## What you need to do:
**A)** In the list about living on a boat, name each step the writers go through with their groceries, from the trip to the store to putting them away.
**B)** According to the list about living on a boat, what do the writers haul up on deck each time the dogs go potty?

## Source extract:
========================================
It took us awhile to get over the initial exhaustion of becoming liveaboards. It takes a LOT of work to live on a boat and for the first month we were just plain exhausted every day. We knew it would get easier and as the weeks passed by, everything eventually did get easier. A year later we are still dog-tired every night but we work and play even harder than before.

Here are just a few of the things that make life on a boat more challenging than it was for us on land:

  • Our muscles are constantly working to keep us balanced since the boat is always moving.
  • When we buy groceries, we have to take a taxi to and from the store, unload the groceries into the dinghy, transport everything out to where the boat is anchored, pass everything from the dinghy up and over the lifelines into the cockpit and down the 5′ vertical ladder into the depths of the boat, then try to make everything fit in the tiny and awkward storage spaces.
  • Sometimes we spend all day catching our own food from the sea.
  • We must be weary of real-life pirates and properly secure our boat, dinghy and belongings.
  • Safety is a priority and the utmost care must be taken to inspect every single component to ensure everything is in working order. Even something as small as a hose clamp could have catastrophic consequences if overlooked.
  • Making sure our anchor is properly set determines how well we sleep at night.
  • Squalls can be on us in a matter of minutes whether we are prepared or not.
  • We need enough wind to sail, but not too much so that it’s dangerous.
  • Our 150 lb dinghy  and outboard motor has to be hauled up on deck for long passages, and returned to the water when we are anchored.
  • Internet in foreign countries is often unreliable and weather reports may not be available.
  • We have to lift a ladder up onto the bed to get the dogs in and out of the cockpit.
  • We haul a 5-gallon bucket of salt water up on deck every time the dogs go potty to rinse the astro-turf.
========================================
## Dataset entries:
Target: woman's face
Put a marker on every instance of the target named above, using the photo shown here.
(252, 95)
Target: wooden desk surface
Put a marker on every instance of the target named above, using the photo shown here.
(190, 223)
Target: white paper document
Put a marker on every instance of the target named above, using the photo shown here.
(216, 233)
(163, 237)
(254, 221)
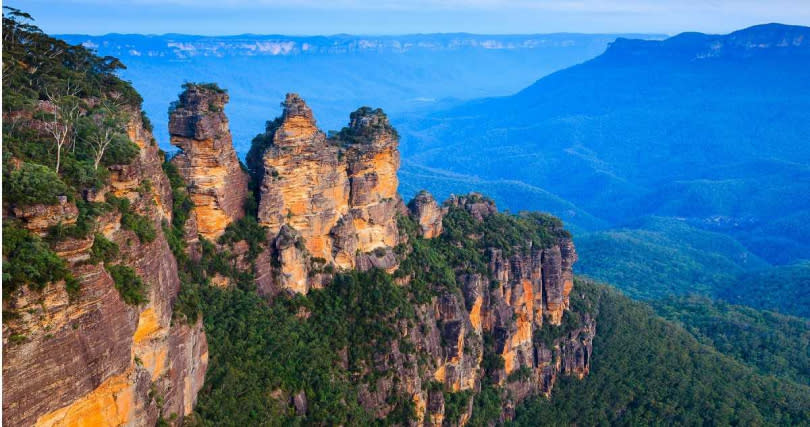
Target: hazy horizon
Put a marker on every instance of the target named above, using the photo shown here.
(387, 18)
========================================
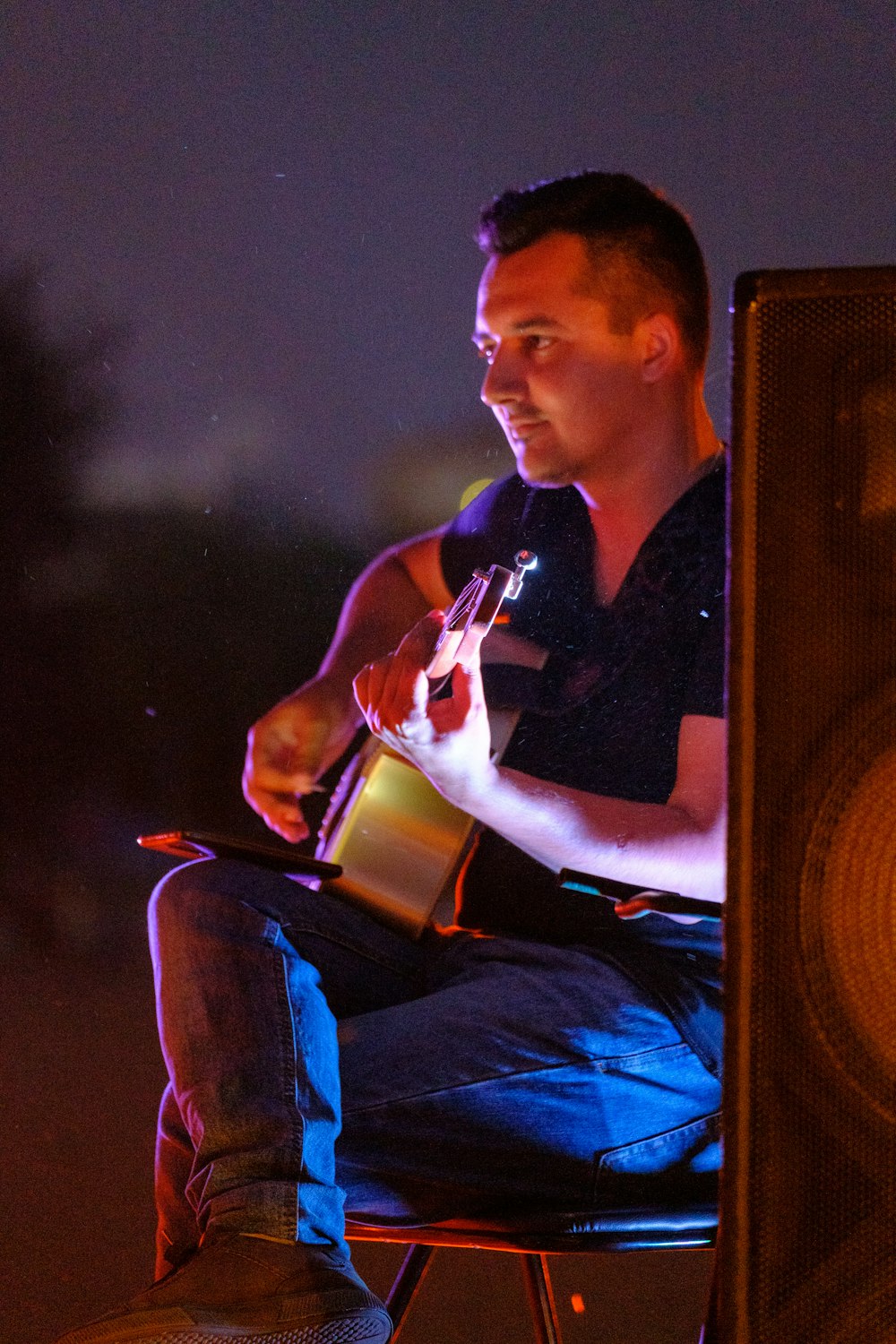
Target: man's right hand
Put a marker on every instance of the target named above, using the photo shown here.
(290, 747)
========================================
## Responses in order:
**A)**
- Take a taxi to and from the store.
- Unload the groceries into the dinghy.
- Transport everything out to where the boat is anchored.
- Pass everything from the dinghy up and over the lifelines into the cockpit.
- Take everything down the 5′ vertical ladder into the depths of the boat.
- Try to make everything fit in the tiny and awkward storage spaces.

**B)** A 5-gallon bucket of salt water, used to rinse the astro-turf.